§ Aim of the task:
Among the entries below, only the lines starting at the one with "Task: for the greenhouse-bench survey, tag the wooden bench" and ending at the one with "Task: for the greenhouse-bench survey, tag the cross", both included, are to be printed exactly.

[Dataset items]
◆ ◆ ◆ ◆ ◆ ◆ ◆
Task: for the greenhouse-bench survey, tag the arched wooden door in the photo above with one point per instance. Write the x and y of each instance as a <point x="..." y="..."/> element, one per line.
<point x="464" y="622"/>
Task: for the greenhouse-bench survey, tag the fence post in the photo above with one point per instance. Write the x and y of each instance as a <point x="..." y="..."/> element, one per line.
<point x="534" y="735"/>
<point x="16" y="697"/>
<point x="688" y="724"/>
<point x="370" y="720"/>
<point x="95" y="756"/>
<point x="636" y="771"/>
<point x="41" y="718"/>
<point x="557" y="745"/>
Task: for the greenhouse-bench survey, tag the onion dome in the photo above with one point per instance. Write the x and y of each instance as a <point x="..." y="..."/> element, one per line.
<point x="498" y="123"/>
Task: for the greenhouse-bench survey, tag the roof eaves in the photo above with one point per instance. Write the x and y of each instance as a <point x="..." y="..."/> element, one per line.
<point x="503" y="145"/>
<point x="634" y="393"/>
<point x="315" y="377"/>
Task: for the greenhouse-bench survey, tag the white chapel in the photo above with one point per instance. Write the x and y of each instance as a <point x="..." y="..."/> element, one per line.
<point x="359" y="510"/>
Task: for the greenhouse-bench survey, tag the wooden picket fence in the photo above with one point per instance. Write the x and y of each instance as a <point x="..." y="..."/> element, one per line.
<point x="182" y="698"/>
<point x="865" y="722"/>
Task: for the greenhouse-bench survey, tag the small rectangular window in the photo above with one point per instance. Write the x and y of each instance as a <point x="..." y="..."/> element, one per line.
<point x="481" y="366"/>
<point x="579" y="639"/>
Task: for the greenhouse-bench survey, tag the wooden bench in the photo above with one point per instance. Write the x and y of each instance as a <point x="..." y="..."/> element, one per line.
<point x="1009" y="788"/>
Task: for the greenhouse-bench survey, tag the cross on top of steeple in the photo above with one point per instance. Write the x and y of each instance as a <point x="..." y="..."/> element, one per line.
◆ ◆ ◆ ◆ ◆ ◆ ◆
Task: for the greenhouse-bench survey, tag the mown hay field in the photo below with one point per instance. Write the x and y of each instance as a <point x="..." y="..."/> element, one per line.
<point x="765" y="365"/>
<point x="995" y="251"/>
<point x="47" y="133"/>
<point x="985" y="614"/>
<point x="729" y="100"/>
◆ ◆ ◆ ◆ ◆ ◆ ◆
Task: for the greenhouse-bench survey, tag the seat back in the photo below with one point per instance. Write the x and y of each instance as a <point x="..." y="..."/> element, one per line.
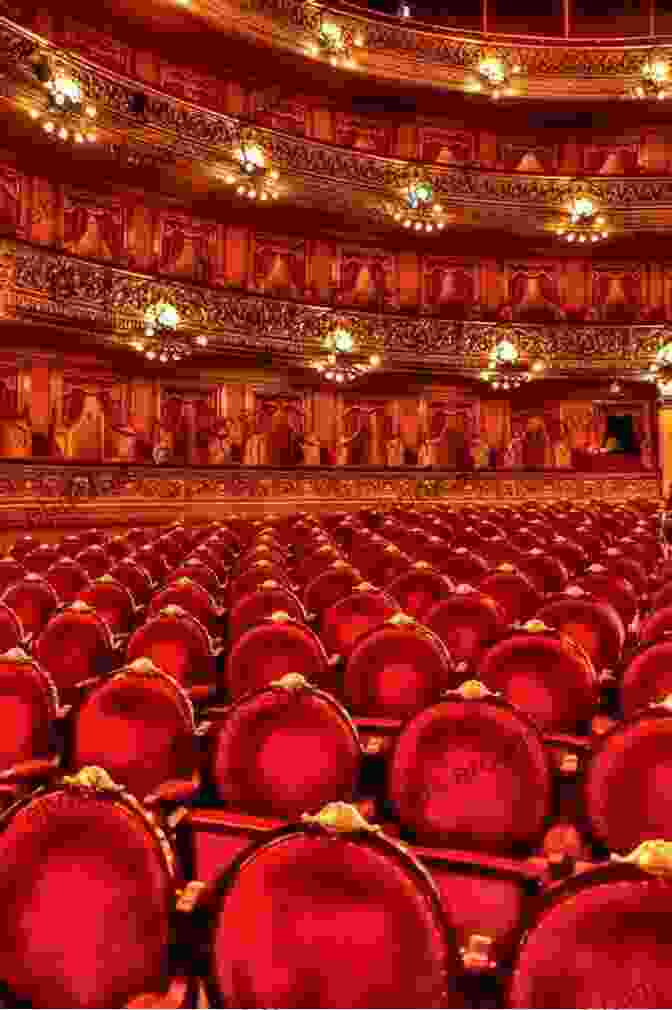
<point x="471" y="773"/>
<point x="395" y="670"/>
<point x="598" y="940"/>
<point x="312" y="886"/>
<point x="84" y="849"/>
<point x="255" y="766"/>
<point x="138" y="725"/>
◆ ◆ ◆ ◆ ◆ ◆ ◆
§ Reply:
Task: for the greenhouse-bench survey, tag the wooden bench in the photo above with one point per instance. Write the x and y of each instance as a <point x="..." y="..."/> element, one per line.
<point x="1009" y="788"/>
Task: for the greenhouse-bench survey, tag the cross on top of steeple in the photo above with one point per instance. Write the x and y of each instance as a <point x="..." y="..."/> element, one per line.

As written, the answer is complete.